Use Cases:
- Improve delay in critical medical interventions and patient care.
- Remotely control medical equipment and information
- Multiple connectivity of healthcare networks, insurance companies, hospitals
Client wants to develop a hub by utilizing speed and coverage of mobile broadband networks to connect, monitor, and remotely control medical equipment and information to enhance the coordination and efficiency of healthcare services.
Australia
Healthcare







CoreFragment Technologies can help building hardware-firmware architecture, integrate medical devices, design linux drivers for the health monitoring hub.
Multi-stakeholder healthcare connectivity requires careful design of data access, consent management, and interface standards. CoreFragment helps you design the cloud platform and API architecture that gives each stakeholder - patient, clinician, insurer, healthcare network - the right access to the right data through the right interface, with appropriate security and compliance controls for each. We help you build a platform that healthcare organizations will trust with their patient data.
If your health monitoring hub runs Linux on custom hardware, you need custom Linux drivers for your specific peripherals and that requires engineers who understand both the Linux kernel driver model and the hardware they are interfacing with. CoreFragment writes custom Linux drivers for medical hardware peripherals, enabling clean integration between your hardware and the Linux application layer without the reliability and performance compromises of userspace workarounds.
Each medical device has its own communication protocol — USB, Bluetooth, serial UART, proprietary interfaces and its own data format. CoreFragment has experience integrating multiple medical and health devices into a central hub, writing the drivers and protocol adapters needed to bring data from each device into a unified data model. Whether you need to support three devices or ten, we help you build the integration layer that makes them all accessible through a single application.

**Data listing**

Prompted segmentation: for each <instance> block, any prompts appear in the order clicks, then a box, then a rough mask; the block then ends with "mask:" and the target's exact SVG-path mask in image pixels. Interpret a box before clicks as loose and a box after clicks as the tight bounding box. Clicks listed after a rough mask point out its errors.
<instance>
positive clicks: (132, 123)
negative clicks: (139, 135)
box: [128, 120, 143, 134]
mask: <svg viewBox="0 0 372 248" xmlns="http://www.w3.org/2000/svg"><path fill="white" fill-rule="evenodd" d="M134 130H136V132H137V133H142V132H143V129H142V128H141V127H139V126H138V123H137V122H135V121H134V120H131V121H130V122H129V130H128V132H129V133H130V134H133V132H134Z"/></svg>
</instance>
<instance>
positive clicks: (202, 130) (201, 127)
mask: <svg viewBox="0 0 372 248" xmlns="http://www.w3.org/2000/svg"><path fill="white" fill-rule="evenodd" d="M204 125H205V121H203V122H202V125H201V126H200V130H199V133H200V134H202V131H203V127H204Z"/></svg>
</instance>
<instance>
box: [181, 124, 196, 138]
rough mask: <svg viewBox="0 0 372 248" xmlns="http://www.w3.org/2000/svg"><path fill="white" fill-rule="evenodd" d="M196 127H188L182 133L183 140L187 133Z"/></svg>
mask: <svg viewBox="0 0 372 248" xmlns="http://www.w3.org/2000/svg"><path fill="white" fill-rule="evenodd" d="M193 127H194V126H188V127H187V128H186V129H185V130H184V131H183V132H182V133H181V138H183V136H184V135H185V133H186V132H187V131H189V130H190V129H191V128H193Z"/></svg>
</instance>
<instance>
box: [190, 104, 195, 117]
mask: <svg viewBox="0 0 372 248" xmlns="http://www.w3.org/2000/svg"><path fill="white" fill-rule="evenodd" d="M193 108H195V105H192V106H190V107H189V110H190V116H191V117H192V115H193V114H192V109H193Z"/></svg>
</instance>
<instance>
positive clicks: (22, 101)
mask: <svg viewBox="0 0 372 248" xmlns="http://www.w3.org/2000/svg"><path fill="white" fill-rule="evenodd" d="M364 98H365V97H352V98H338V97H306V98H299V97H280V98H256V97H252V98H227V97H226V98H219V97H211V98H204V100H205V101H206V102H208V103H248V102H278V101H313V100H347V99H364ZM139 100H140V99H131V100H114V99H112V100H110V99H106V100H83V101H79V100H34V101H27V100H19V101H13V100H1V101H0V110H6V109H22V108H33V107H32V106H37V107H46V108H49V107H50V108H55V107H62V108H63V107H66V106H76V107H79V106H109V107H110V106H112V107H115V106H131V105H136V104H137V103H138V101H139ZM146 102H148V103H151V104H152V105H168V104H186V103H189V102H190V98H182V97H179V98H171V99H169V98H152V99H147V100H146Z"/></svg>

**Exercise**
In the healthcare hub case study, which communication protocols are named for medical devices?

**Task result**
USB, Bluetooth, serial UART, and proprietary interfaces.